*Written exercise 1*.
According to the CRISSP lecture announcements, on what dates was the lecture series with Chris Barker held?
*Written exercise 2*.
Quote the stretch of the entries from their very first line through the line containing "Mark the region", with nothing changed.

*Text provided*.
%%

Category Archives: CRISSP Lecture Series

Sabine Iatridou and Jan-Wouter Zwart at CRISSP

Sabine Iatridou will give a lecture series on tense and aspect on Wednesday, Thursday and Friday. Also on Friday, Jan-Wouter Zwart will give a seminar entitled ‘Periphrastic morphology, verb clusters, and verb movement’.

> The Iatridou Lectures: Fancy Games with Tense and Aspect
> CRISSP Seminar with Jan-Wouter Zwart: Periphrastic morphology, verb clusters, and verb movement

 

The Barker Lectures: Continuations and Natural Language

CRISSP is happy to announce a CRISSP Lecture Series with Chris Barker on October 14-16, 2015. The title of the Lecture Series is ‘Continuations and Natural Language’.

%%

*Items*.
%%

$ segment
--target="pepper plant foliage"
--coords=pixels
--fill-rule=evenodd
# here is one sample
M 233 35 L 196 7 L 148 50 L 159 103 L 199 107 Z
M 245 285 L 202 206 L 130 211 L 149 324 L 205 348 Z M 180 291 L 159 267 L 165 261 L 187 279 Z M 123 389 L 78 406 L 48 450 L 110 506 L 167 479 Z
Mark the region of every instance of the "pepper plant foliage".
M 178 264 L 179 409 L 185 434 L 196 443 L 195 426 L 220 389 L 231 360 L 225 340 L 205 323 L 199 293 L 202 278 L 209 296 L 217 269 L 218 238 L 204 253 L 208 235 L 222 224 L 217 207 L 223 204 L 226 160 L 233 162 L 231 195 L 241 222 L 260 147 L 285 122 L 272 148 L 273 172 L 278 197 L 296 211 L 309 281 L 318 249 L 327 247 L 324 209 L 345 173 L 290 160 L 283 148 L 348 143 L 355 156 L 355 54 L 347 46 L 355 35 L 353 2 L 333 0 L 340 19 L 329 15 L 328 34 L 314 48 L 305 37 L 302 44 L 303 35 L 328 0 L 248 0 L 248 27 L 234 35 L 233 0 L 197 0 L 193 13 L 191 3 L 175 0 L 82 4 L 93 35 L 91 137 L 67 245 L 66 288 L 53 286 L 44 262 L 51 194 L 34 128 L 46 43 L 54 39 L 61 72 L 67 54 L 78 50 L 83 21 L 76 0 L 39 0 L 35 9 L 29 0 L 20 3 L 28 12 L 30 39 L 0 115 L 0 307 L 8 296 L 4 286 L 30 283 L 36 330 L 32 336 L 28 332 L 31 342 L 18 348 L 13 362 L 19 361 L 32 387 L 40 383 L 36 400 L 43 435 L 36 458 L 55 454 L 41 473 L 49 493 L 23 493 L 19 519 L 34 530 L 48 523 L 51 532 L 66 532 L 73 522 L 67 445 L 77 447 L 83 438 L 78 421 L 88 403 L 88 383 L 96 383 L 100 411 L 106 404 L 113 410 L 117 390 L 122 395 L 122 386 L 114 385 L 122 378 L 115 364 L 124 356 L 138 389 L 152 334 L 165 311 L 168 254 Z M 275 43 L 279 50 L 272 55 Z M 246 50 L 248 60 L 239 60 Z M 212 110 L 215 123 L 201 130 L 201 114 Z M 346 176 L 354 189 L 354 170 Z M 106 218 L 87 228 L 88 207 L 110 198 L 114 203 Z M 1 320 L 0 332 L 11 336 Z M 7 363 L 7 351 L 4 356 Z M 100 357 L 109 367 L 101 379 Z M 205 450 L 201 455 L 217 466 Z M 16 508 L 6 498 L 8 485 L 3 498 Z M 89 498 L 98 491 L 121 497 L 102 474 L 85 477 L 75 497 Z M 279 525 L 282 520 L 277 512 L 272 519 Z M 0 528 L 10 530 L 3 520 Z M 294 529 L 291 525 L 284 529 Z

%%

*Final answer 1*.
October 14-16, 2015

*Final answer 2*.
$ segment
--target="pepper plant foliage"
--coords=pixels
--fill-rule=evenodd
# here is one sample
M 233 35 L 196 7 L 148 50 L 159 103 L 199 107 Z
M 245 285 L 202 206 L 130 211 L 149 324 L 205 348 Z M 180 291 L 159 267 L 165 261 L 187 279 Z M 123 389 L 78 406 L 48 450 L 110 506 L 167 479 Z
Mark the region of every instance of the "pepper plant foliage".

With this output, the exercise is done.